◆ ИЗВЛЕЧЁННЫЙ ТЕКСТ
---------------

Как бы то ни было, после подготовки этой юбилейной речи мы расходились по домам удовлетворенные, нам казалось, что удалось сделать что-то полезное. Вскоре, увы, выяснилось, что надежды не оправдались. В 1968 году произошел поворот вправо, во всяком случае, во внутренних, делах. Не в смысле формальной реабилитации Сталина, осуждения XX съезда, словом, всего того, что поначалу, сразу после октябрьского Пленума добивались сталинисты. Произошло другое — ужесточение политики в области идеологии, культуры и общественных наук, заметное ухудшение психологической и политической атмосферы в стране.
Явственным рубежом этого поворота, если не одной из его важных причин (уж как минимум катализатором глубинных тенденций, толкавших вправо политическое развитие нашей страны), стали события в Чехословакии. Уже с января 1968 года наше руководство начало нервничать. Я это ощущал косвенно — по официальной информации и свидетельствам товарищей (сам я с декабря 1967 года ушел из аппарата ЦК, занялся созданием Института США и до осени следующего года контактов с Брежневым, другими руководителями практически не имел).

---------------

◆ ПРЕДОСТАВЛЕННЫЕ ЗАПИСИ
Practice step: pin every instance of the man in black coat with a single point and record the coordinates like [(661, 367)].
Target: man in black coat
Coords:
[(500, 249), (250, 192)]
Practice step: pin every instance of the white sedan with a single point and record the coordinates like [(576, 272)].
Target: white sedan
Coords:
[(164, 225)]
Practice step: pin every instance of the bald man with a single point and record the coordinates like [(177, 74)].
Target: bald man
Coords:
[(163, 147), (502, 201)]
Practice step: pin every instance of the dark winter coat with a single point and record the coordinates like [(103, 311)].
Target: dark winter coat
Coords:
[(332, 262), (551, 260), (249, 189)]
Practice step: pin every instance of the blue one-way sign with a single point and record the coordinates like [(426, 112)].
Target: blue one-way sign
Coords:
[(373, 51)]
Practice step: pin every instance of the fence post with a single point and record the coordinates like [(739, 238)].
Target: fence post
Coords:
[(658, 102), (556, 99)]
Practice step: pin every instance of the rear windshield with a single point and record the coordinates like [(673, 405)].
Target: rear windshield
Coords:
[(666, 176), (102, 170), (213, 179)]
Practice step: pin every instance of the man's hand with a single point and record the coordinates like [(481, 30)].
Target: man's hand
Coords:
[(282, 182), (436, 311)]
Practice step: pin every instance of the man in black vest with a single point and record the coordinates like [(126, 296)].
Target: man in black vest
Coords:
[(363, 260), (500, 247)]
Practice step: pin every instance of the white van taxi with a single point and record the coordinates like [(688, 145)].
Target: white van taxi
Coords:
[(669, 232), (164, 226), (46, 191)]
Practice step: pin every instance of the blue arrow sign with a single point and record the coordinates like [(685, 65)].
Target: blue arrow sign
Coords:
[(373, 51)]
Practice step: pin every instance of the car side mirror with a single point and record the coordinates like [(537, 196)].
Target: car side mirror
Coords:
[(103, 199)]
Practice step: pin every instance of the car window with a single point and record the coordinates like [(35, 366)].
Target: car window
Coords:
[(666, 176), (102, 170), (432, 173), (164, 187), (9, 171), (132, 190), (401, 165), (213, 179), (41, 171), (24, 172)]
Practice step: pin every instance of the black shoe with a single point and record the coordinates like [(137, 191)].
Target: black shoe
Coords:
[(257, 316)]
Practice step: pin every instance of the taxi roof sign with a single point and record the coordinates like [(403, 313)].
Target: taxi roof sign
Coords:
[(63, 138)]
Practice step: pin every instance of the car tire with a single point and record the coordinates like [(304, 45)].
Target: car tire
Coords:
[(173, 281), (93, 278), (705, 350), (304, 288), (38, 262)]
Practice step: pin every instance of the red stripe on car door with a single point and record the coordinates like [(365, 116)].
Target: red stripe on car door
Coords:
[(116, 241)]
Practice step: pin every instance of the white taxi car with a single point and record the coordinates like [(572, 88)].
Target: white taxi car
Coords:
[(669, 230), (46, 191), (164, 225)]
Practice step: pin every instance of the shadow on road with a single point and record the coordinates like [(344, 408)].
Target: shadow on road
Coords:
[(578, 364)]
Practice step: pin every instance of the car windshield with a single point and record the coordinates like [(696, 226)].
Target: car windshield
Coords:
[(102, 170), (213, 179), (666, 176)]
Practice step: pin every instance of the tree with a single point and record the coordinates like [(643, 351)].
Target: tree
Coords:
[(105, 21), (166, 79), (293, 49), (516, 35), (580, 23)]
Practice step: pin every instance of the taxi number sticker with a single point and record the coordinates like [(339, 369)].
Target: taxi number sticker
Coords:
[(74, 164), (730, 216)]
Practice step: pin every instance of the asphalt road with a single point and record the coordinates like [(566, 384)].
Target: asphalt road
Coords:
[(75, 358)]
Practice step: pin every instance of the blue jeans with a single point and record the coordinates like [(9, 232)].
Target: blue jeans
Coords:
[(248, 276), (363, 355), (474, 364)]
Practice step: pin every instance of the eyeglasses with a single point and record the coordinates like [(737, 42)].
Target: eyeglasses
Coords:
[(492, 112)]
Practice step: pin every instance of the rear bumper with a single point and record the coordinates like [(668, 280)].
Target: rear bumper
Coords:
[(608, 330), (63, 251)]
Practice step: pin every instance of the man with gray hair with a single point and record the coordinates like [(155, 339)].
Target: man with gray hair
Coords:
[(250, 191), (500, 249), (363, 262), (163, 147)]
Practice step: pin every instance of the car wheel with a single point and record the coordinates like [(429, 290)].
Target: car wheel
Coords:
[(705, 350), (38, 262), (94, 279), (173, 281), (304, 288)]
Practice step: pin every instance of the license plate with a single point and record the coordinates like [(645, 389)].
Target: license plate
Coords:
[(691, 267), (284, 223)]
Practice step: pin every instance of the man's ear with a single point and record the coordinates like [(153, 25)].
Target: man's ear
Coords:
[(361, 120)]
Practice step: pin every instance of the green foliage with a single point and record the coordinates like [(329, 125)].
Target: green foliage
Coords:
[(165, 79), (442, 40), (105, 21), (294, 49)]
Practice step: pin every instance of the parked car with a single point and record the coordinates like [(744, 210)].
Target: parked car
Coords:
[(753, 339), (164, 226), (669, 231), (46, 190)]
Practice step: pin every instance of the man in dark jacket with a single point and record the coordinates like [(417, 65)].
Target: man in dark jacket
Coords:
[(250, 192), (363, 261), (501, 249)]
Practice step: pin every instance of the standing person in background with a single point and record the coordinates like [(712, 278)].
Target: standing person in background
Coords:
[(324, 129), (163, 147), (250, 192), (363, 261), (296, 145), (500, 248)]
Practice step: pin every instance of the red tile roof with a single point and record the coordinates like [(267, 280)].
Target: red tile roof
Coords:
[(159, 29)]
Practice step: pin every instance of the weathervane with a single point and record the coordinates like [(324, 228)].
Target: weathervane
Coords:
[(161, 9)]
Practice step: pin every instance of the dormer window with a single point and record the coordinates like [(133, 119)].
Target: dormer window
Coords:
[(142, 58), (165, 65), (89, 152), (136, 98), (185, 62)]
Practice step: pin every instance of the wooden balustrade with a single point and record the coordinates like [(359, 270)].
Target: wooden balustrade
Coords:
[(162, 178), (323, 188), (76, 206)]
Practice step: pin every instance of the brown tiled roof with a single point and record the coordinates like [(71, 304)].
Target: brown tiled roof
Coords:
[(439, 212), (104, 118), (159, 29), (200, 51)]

---------------

◆ ЗАДАНИЯ ДЛЯ ВЫПОЛНЕНИЯ
[A] Перечислите все области, в которых, согласно тексту о повороте 1968 года, произошло ужесточение политики.
[B] Перепишите фрагмент текста о повороте 1968 года, который начинается со слов «Как бы то ни» и заканчивается словами «атмосферы в стране.», поменяв «сталинисты» на «консерваторы».
[C] Продолжите текст о повороте 1968 года с того места, на котором он обрывается.
Записи никак не связаны с текстом о повороте 1968 года.

◆ ОТВЕТЫ К ЗАДАНИЯМ
[A] Идеология, культура и общественные науки.

[B]
Как бы то ни было, после подготовки этой юбилейной речи мы расходились по домам удовлетворенные, нам казалось, что удалось сделать что-то полезное. Вскоре, увы, выяснилось, что надежды не оправдались. В 1968 году произошел поворот вправо, во всяком случае, во внутренних, делах. Не в смысле формальной реабилитации Сталина, осуждения XX съезда, словом, всего того, что поначалу, сразу после октябрьского Пленума добивались консерваторы. Произошло другое — ужесточение политики в области идеологии, культуры и общественных наук, заметное ухудшение психологической и политической атмосферы в стране.

[C]
Из внутриполитических событий того времени запомнился состоявшийся в феврале или марте 1968 года пленум МГК КПСС, в котором принял участие Брежнев. На этом пленуме открыто был провозглашен курс на «закручивание гаек» в идеологии и культуре. К этому периоду, может быть, надо отнести и истоки феномена диссидентства. Появилось тогда и новое словечко — «подписант»: так называли тех, кто подписывал какие-то письма, обращения, петиции в защиту людей, подвергшихся гонениям, произведений, зажатых цензурой, и т. д. Людей, высказывавших «не те» взгляды (то есть диссидентов), равно как «подписантов», начали безжалостно увольнять с работы, наказывать в партийном порядке. Коснулось это и Академии наук СССР, тем более что тогдашний президент М.В.Келдыш на пленуме горкома произнес очень плохую речь и вообще явно струсил, может быть, и потому, что в числе «подписантов» оказалась его сестра. Ужесточалась цензура, многие ранее принятые к печати труды исключались из редакционных и издательских планов.
Сложившейся ситуацией постарались тут же воспользоваться сталинисты. Начался год их очень большой активности. Поправели или, может быть, просто стали более откровенными консервативные представители руководства — Суслов, Подгорный, Шелест, Гришин, Демичев и др. И, конечно, в открытую атаку перешел «штурмовой отряд» консервативных идеологов из аппарата ЦК КПСС и руководства общественными науками.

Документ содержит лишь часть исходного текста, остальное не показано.